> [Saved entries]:
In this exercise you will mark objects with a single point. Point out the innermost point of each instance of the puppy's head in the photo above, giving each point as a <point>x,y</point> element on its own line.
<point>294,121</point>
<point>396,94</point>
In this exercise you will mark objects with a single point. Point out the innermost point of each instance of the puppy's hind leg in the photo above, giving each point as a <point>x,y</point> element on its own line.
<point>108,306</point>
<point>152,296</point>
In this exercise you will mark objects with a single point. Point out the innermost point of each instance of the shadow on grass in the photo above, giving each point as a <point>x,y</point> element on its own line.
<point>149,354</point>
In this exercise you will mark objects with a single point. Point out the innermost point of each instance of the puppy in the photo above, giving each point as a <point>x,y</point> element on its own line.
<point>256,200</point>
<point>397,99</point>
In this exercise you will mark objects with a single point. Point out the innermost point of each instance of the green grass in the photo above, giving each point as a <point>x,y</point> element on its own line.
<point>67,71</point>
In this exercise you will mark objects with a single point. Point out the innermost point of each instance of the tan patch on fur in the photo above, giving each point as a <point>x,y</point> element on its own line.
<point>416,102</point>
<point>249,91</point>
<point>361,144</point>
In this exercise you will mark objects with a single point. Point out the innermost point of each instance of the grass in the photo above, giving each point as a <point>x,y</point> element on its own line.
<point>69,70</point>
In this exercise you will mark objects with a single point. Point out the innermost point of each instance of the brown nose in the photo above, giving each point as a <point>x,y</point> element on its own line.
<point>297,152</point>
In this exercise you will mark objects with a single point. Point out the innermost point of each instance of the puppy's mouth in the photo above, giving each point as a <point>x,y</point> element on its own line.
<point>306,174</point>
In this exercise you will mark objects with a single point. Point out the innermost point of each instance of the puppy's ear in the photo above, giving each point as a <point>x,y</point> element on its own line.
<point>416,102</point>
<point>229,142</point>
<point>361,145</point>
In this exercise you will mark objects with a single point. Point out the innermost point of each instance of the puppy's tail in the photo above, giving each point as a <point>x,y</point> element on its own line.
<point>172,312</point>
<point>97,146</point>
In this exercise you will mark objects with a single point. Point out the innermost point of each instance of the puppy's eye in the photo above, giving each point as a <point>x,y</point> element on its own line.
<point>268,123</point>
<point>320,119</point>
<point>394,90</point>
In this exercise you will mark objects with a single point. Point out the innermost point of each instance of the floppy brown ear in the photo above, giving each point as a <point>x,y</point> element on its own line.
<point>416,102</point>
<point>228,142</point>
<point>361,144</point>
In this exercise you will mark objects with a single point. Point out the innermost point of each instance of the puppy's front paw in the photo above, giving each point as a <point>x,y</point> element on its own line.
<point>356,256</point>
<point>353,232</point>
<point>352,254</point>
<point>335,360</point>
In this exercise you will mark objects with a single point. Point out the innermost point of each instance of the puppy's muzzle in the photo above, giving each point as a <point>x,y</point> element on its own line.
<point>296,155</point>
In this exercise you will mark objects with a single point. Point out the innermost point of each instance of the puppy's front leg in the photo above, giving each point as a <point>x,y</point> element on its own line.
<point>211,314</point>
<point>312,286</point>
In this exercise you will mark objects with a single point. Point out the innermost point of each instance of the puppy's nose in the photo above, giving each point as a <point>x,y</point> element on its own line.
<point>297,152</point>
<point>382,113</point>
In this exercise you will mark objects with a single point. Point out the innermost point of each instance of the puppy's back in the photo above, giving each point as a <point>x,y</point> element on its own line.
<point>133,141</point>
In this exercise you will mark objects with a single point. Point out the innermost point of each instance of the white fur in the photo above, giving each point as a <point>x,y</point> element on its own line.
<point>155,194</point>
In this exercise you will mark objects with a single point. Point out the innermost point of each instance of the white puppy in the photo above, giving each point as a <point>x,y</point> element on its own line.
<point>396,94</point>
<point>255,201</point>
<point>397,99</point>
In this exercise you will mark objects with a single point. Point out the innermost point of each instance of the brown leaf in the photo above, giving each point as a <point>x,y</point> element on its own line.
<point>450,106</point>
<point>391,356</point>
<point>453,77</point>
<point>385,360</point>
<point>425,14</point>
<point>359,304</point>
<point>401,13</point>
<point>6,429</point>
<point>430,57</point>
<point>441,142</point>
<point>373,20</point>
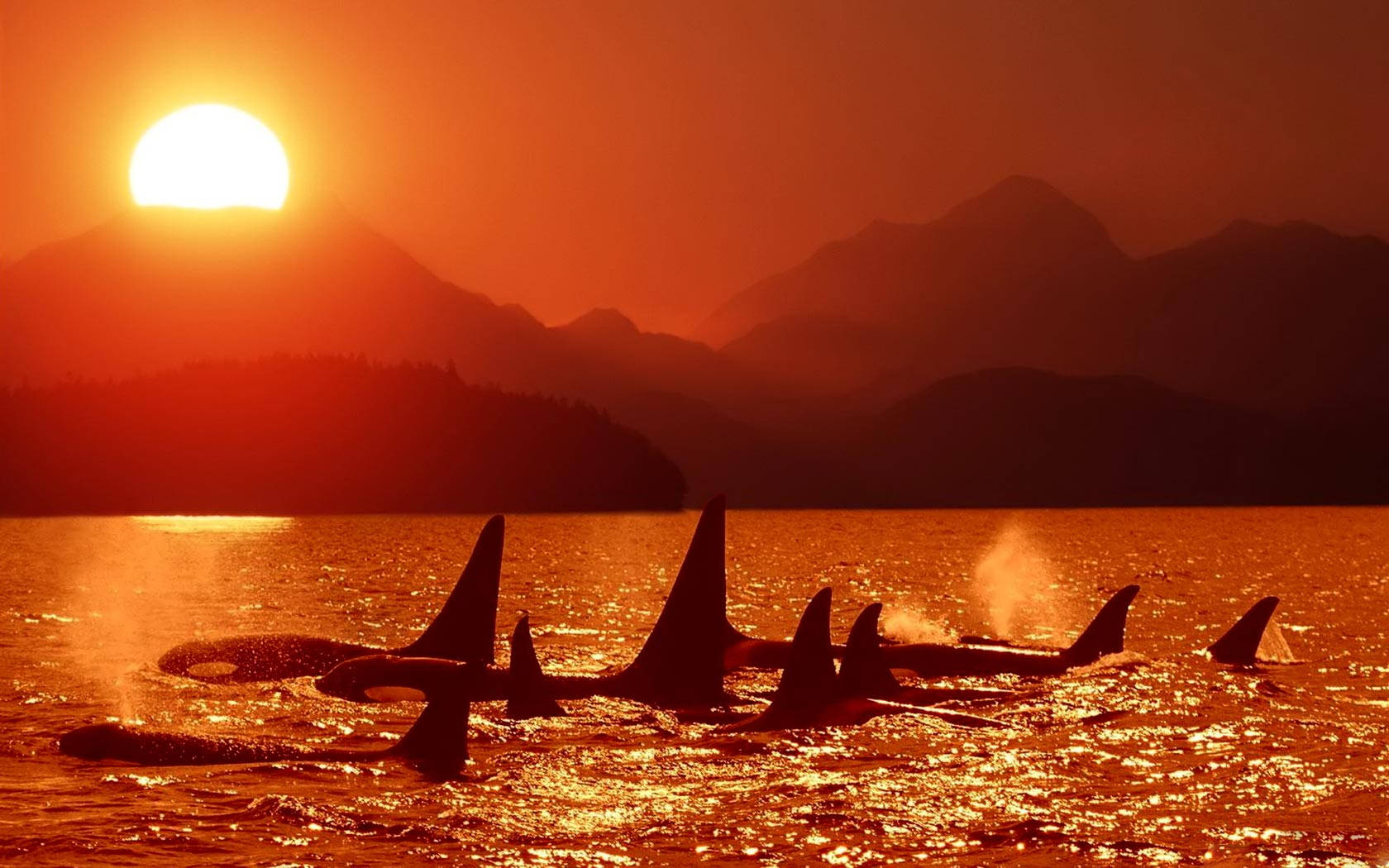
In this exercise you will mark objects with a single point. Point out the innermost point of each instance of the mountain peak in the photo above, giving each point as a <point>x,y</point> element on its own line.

> [The task]:
Please set down each line of the data above exactly as written, without the pictures.

> [Written solution]:
In this exercise you will mark objects with a single point. Point out the innermost point of each instance of the puppy's head in the photo above, giving each point as a <point>x,y</point> element on its own line.
<point>294,121</point>
<point>396,94</point>
In this exercise you will mark objects with a single point. Point out the innermost point of each instance of the puppy's hind leg in the photo above, giving each point as a <point>x,y</point> element on its own line.
<point>108,306</point>
<point>152,296</point>
In this exercise you will mark objects with a single point. Point out the innermost point of each instance of the shadow on grass in the photo above, giving each point as a <point>x,y</point> element on its own line.
<point>149,354</point>
In this exercise you will mark objects with a single point. Point out the innermost point of each instance of the puppy in the photo above, giving each point as a <point>x,y</point> element on its own line.
<point>256,200</point>
<point>397,99</point>
In this exercise you will mark objects with a single point. Point out the innermost point of each instance of the green grass in the photo above, giving each point as a <point>x,y</point> element on its own line.
<point>67,71</point>
In this exercise you will mark objects with a single point. Point out the innermost point of each instance of the tan patch on fur in the photo above, giving each point as a <point>x,y</point> element on its own line.
<point>416,102</point>
<point>249,91</point>
<point>361,144</point>
In this exercise you will mark objects with a single point. Point out the innermost point of each instance of the grass in the photo above, giving each point as a <point>x,y</point> element on its own line.
<point>69,70</point>
In this exercise you will mark objects with a single point. Point out the innermost point of each instance of the brown nose in the photo above, giving each point as a <point>x,y</point> element on its own line.
<point>297,152</point>
In this exercise you will mark objects with a single point. Point out the innermost point of each instance of the puppy's mouth in the photo above, giving each point as a <point>x,y</point> element on its own line.
<point>306,174</point>
In this exercise you will mark objects with a single point. Point out the innermost point of each instance of the puppy's ear in the photo above, giving each point as a <point>x,y</point> element on its own line.
<point>416,102</point>
<point>229,142</point>
<point>361,145</point>
In this exercise you will mark objects with a single point. Point out the innermost point of each instance of the puppy's tail in the photo above, giving each point as a <point>x,y</point> element on its own line.
<point>172,312</point>
<point>97,146</point>
In this exercise you will mark objects with a single point. Point out the innermost point of each instance of the puppy's eye in the photo above, giving each point as a <point>x,y</point> element on its own line.
<point>268,123</point>
<point>320,119</point>
<point>394,90</point>
In this exercise you will mark objects with a single point. Point out the innermost point of each instance of the floppy brown ear in the photo above, giving each point as a <point>x,y</point> element on its own line.
<point>416,102</point>
<point>228,142</point>
<point>361,144</point>
In this exercise you will mark objects with a single point. Point out the innermost point of each instance of the puppy's front paw in the photo above, giving each point as a <point>x,y</point> element on its own line.
<point>356,256</point>
<point>353,232</point>
<point>352,254</point>
<point>335,360</point>
In this exercise you will mark objects with a single point. Point out the innermost point of each instance of the puppy's muzzle in the photo above, giving each point as a <point>x,y</point> element on its own line.
<point>296,155</point>
In this exercise you will mark objects with a single point. Point out the innermost point of each instance of the puppy's front leg in the photo above, giving each point as a <point>x,y</point> element on its own line.
<point>211,314</point>
<point>312,286</point>
In this exercise you will mark objects with a single point. Point out the innermost point of each instance of the puppy's nose in the photo above, giving each point as a <point>x,y</point> element on its own line.
<point>297,152</point>
<point>382,113</point>
In this exercise you will mark objects with a single point. Point out the innermost point of each instance of the puppy's back in the photo above, giving each point as a <point>x,y</point> element on its own line.
<point>133,141</point>
In this exercise you will mark objects with a single point. Point out the innermost point of each instance of the white fur in the photo above, giving each point as a <point>x,y</point> element on its own line.
<point>155,194</point>
In this exercise you will mark objects with a single point. Point out the innermost point of each instance of the white puppy in the photo above, giving each point as a <point>x,y</point> element on its own line.
<point>396,94</point>
<point>255,201</point>
<point>397,99</point>
In this exercise you will mark objects with a single point. Point out the innermost point of each instance of the brown leaf in the photo above, giving each point as a <point>x,y</point> element on its own line.
<point>450,106</point>
<point>391,356</point>
<point>453,77</point>
<point>385,360</point>
<point>425,14</point>
<point>359,304</point>
<point>401,13</point>
<point>6,429</point>
<point>430,57</point>
<point>441,142</point>
<point>373,20</point>
In this exercise you will mark objects with a single point. Point out the innermost point of each instance of the mountain peak in the photo above, giving each point as a <point>x,y</point> element on its own line.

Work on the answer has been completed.